--- Given request ---
Reproduce all of the records below line for line, leaving out the pictures.

____ Information provided

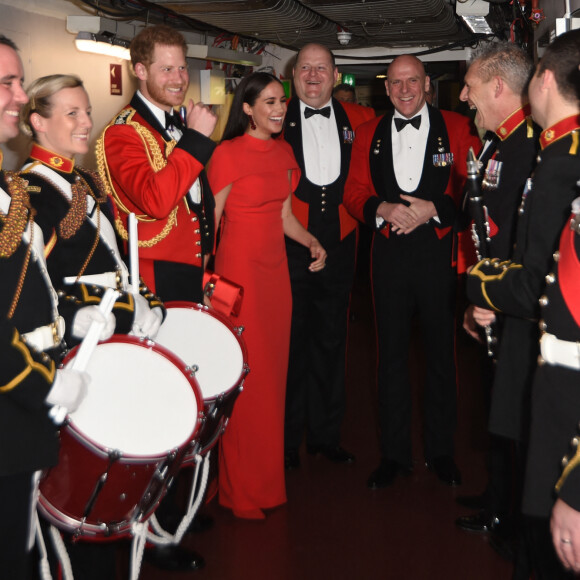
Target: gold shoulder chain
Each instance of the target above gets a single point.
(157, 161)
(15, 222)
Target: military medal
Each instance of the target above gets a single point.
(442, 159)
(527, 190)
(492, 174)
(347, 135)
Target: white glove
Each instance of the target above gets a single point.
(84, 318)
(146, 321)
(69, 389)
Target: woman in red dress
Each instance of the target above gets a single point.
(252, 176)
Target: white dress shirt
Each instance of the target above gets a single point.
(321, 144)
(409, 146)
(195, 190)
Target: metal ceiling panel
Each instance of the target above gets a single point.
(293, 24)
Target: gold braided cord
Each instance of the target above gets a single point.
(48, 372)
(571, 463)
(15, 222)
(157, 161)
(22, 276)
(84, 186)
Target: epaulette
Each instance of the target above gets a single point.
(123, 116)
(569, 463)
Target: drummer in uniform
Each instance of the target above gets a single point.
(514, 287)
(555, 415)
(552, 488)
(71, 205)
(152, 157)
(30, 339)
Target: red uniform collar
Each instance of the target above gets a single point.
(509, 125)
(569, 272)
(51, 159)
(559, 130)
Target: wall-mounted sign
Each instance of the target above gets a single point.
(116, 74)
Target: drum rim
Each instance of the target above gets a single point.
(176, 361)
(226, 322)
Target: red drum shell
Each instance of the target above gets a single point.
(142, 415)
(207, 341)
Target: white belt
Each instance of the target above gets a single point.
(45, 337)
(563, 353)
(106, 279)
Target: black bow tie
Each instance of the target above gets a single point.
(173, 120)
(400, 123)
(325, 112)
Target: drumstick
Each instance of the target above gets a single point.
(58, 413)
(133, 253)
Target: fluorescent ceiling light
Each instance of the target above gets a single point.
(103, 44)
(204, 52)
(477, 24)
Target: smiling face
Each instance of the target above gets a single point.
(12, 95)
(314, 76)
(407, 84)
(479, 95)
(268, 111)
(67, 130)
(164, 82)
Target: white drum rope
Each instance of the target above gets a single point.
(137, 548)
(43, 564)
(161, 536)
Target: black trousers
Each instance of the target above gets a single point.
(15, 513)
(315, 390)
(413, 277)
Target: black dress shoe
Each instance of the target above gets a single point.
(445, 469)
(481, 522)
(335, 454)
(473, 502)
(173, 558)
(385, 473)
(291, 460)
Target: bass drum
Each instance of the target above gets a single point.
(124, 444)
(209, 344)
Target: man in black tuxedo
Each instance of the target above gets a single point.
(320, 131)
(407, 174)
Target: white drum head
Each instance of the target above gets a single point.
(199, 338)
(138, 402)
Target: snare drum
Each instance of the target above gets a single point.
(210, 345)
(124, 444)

________

--- Exercise output ---
Target: gold shoulder chain
Each instance of the target above gets a single point.
(157, 161)
(15, 222)
Target: military medal
Each instance of the target above gets a single point.
(442, 159)
(527, 190)
(492, 174)
(347, 135)
Target: white glove
Each instance of the target above gets a single point.
(84, 318)
(146, 321)
(69, 389)
Target: woman in red dress
Each instance of the target above gets a single point.
(252, 176)
Target: white dress shirt
Each instance of the target above gets a single point.
(321, 144)
(409, 146)
(195, 190)
Target: metal ceiling panel
Each instance of the target above gets a single point.
(293, 24)
Target: gold braided cord
Each instance of the target above gets a single point.
(48, 372)
(571, 463)
(15, 222)
(157, 161)
(22, 276)
(84, 186)
Target: epaulette
Each instance of the target above gets a single point.
(123, 116)
(569, 463)
Target: drummer in uniform
Each instance of the target above gets a single point.
(514, 287)
(555, 415)
(552, 488)
(71, 205)
(152, 157)
(30, 339)
Target: red uniform collar
Each instance of the target above gets a single point.
(509, 125)
(569, 272)
(51, 159)
(559, 130)
Target: wall-mounted sign
Each instance of the target above gets a single point.
(116, 74)
Target: drum rim
Each instance of the target above gets a single point.
(176, 361)
(226, 322)
Target: red drum shell
Each instance of the target above gets a single point.
(142, 415)
(207, 341)
Target: white belt
Each instance of the target above gets a single point.
(45, 337)
(563, 353)
(106, 279)
Target: black bow tie
Each instance of the target above gets a single point.
(173, 120)
(400, 123)
(325, 112)
Target: drumstick
Each instance of the target above gets a single point.
(58, 413)
(133, 253)
Target: fluorescent ceiling light
Each instance of the target above gets a single point.
(103, 44)
(204, 52)
(477, 24)
Target: smiling face
Each instance of the target above gets a single point.
(12, 95)
(314, 76)
(407, 84)
(479, 95)
(268, 111)
(67, 130)
(164, 82)
Target: white drum rope
Each instance of the target above gets a single point.
(137, 548)
(43, 564)
(161, 536)
Target: black trousers
Each instance of the target above gets a single point.
(15, 513)
(315, 390)
(413, 277)
Target: black dress shoe
Each instance of the target above gets a single point.
(445, 469)
(481, 522)
(335, 454)
(473, 502)
(173, 558)
(385, 473)
(291, 460)
Target: bass drum
Each instance of the target above gets a single point.
(124, 444)
(209, 344)
Target: man in black tuxedo
Each instance of the target above gets a single point.
(320, 131)
(407, 174)
Target: white drum head
Each instance of the target above gets a single point.
(199, 338)
(138, 402)
Target: snare drum
Each instance of the target above gets a single point.
(210, 345)
(124, 444)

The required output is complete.